GIVEN PASSAGE:
━━━━━━━━

An epic saga of prehistoric life & death, suffering & joy & the slow, miraculous relationship between creatures becoming people & people holding to their faith in the Sacred Mother.
This was such a primal read, as if I'd dreamt it at sometime in my life or the way we feel for the dinosaurs without actually ever having been alive at the same time they enjoyed this world. I know when I too first saw those footmarks upon that ancient lava bed, I had such a rush of connection.
To women this memory is intense, startling & bone-deep. For women can see, especially during gestation, that long, long walk we've made out of the water, the cave & the trees. It did, of course, take a woman to bring these stories to the page & a woman trained in the evolution of human sexuality brings with her a perspective that opens up unthought-of concepts.
I know, from living beside a modern-day hunter & warrior, that a lot of what's in Circles of Stone would be scoffed at; great guffaws about the improbability of certain events; exclamations of drivel about women romanticising those early millennia when we crept out of the forest, taught ourselves to stand upright which changed our reproductive cycles forever.

━━━━━━━━

AVAILABLE DATA:
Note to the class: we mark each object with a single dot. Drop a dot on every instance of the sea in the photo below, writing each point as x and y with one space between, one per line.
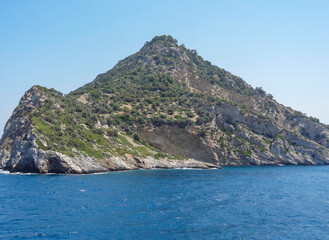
263 202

━━━━━━━━

WRITTEN PROBLEM 1:
Answer these questions about the book review:
(a) What does the reviewer recall first seeing upon an ancient lava bed?
(b) During what time, especially, can women see the long walk out of the past?
(c) What is the title of the book under review?
WRITTEN PROBLEM 2: What are all the places that the book review says the long walk was made out of?

WRITTEN REPLY 1:
(a) Footmarks.
(b) During gestation.
(c) Circles of Stone.

WRITTEN REPLY 2:
- The water
- The cave
- The trees